Data listing:
*****

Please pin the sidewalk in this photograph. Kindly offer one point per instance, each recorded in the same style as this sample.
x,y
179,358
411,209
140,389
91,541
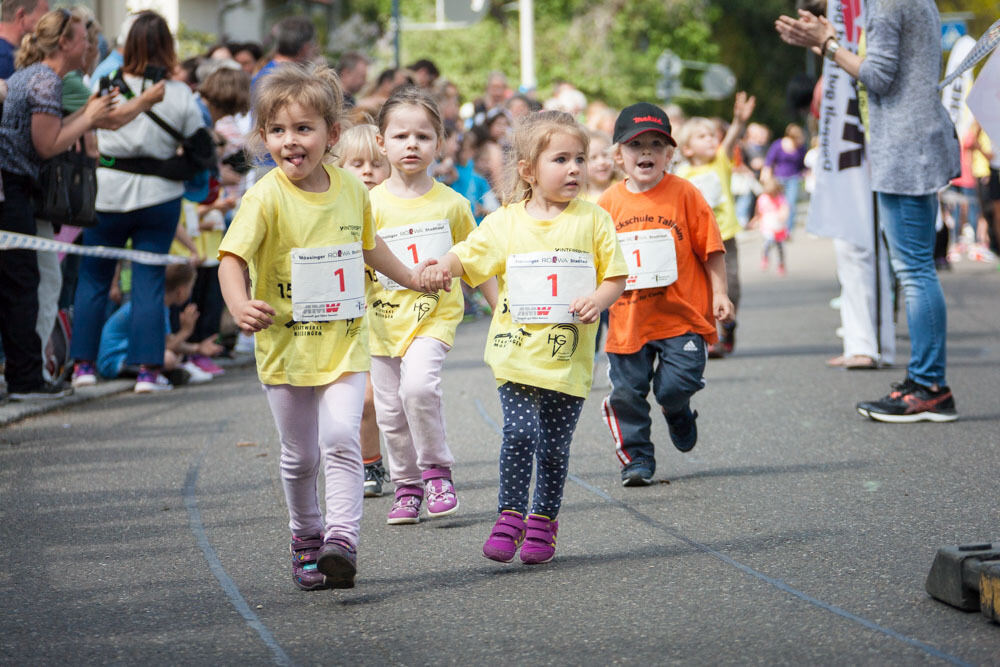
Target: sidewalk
x,y
15,411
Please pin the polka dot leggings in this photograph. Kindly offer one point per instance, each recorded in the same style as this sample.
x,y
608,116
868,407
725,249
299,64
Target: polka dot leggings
x,y
537,423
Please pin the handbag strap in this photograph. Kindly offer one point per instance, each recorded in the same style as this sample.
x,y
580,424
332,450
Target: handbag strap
x,y
124,89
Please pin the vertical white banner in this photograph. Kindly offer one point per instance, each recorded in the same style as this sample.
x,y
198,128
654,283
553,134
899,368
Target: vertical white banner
x,y
841,204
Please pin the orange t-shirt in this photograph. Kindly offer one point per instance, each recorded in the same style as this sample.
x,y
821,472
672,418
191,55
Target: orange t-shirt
x,y
685,306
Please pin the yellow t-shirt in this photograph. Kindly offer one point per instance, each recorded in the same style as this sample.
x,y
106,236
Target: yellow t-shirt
x,y
713,179
274,217
553,356
396,317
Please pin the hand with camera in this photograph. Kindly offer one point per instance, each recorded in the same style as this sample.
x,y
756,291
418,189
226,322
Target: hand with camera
x,y
98,110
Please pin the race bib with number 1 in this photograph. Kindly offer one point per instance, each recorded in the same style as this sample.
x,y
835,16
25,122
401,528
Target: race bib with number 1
x,y
651,258
328,283
541,285
413,244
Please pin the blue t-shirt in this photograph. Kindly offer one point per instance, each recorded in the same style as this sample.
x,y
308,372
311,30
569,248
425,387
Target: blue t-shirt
x,y
7,51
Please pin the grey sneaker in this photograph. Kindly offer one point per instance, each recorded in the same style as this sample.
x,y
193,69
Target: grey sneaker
x,y
637,473
338,561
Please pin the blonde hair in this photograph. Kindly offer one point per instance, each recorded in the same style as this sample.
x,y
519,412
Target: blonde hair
x,y
315,87
358,141
532,136
410,95
686,132
44,41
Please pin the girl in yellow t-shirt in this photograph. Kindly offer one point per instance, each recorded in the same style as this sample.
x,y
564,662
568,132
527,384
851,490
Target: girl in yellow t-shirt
x,y
412,332
361,155
559,265
292,271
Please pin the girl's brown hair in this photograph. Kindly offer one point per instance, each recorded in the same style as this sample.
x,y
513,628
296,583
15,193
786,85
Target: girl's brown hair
x,y
411,95
149,42
44,41
315,87
228,90
532,136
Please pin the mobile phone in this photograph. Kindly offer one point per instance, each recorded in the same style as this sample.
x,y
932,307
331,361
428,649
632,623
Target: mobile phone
x,y
154,73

*****

Can you output every line of the listing above as a JSON list of strings, one string per line, with blank lines dropped and the pictures left out?

[
  "Please pin the sidewalk in this photograph. Kindly offer one point per instance, each recorded in the same style as this sample.",
  "x,y",
  "179,358",
  "411,209",
  "140,389",
  "91,541",
  "Target: sidewalk",
  "x,y",
  "15,411",
  "Please pin the polka dot leggings in this photograph. Kindly offer one point per instance, each recorded in the same style as this sample.",
  "x,y",
  "608,116",
  "868,407",
  "725,249",
  "299,64",
  "Target: polka dot leggings",
  "x,y",
  "537,423",
  "Please pin the handbag strap in this photograph. Kindly offer one point per instance, each recorded in the same style as this sample.",
  "x,y",
  "580,424",
  "332,450",
  "Target: handbag strap",
  "x,y",
  "124,89",
  "Please pin the vertical white banner in this photograph. Kindly offer one point per instance, each recorded in the same style as this sample.",
  "x,y",
  "198,128",
  "654,283",
  "553,134",
  "899,368",
  "Target: vertical white banner",
  "x,y",
  "841,204",
  "Please pin the orange t-shirt in this photograph. Kindly offer one point per instance, each recorded in the same style as this sample.",
  "x,y",
  "821,472",
  "672,418",
  "191,55",
  "Target: orange t-shirt",
  "x,y",
  "685,306",
  "Please pin the yellow t-shirt in this photograph. Kindly offer one point per instance, each recorded in the same style as this sample.",
  "x,y",
  "106,236",
  "Target: yellow t-shirt",
  "x,y",
  "713,179",
  "274,217",
  "553,356",
  "396,317",
  "Please pin the hand with camera in this photograph. Kindly offer one point per instance, each recorded in the same style as this sample.",
  "x,y",
  "756,291",
  "418,189",
  "226,322",
  "Target: hand with camera",
  "x,y",
  "98,110",
  "Please pin the race bib with number 1 in this photograph. Kindly offer one point per instance, each recorded in the same style as this sample.",
  "x,y",
  "835,16",
  "25,122",
  "401,528",
  "Target: race bib with number 1",
  "x,y",
  "651,258",
  "328,283",
  "541,285",
  "413,244",
  "Please pin the blue t-shirt in this photograph. Kindly offer one point per instance, each recorded in the same style as this sample.",
  "x,y",
  "308,372",
  "311,30",
  "569,248",
  "425,387",
  "Target: blue t-shirt",
  "x,y",
  "7,51",
  "Please pin the grey sneaker in this photograph. Kindly offer one point per instance, each recorded in the same style as this sample.",
  "x,y",
  "193,69",
  "Target: grey sneaker",
  "x,y",
  "637,473",
  "338,561",
  "Please pin the blonde hair in this photograph. Kindly offer one point per instance, each recorded in the same style as this sample.",
  "x,y",
  "519,412",
  "Target: blonde hair",
  "x,y",
  "315,87",
  "358,141",
  "532,136",
  "410,95",
  "686,132",
  "44,41",
  "Please pin the girl in yellow t-shirt in this photograph. Kindly offer one point per instance, each recorded in the same style as this sample.",
  "x,y",
  "564,662",
  "568,132",
  "527,384",
  "851,490",
  "Target: girl in yellow t-shirt",
  "x,y",
  "412,332",
  "361,155",
  "559,265",
  "292,271",
  "Please pin the girl's brown hair in this photograph. Kindly offer one point per instance, each recorded in the same style as this sample.",
  "x,y",
  "513,628",
  "296,583",
  "15,193",
  "786,85",
  "Target: girl's brown hair",
  "x,y",
  "411,95",
  "149,42",
  "44,41",
  "315,87",
  "228,90",
  "532,136",
  "Please pin the mobile phone in this photograph. Kindly offer one point per instance, each recorded in the same style as this sample.",
  "x,y",
  "932,307",
  "331,361",
  "428,649",
  "632,623",
  "Target: mobile phone",
  "x,y",
  "154,73"
]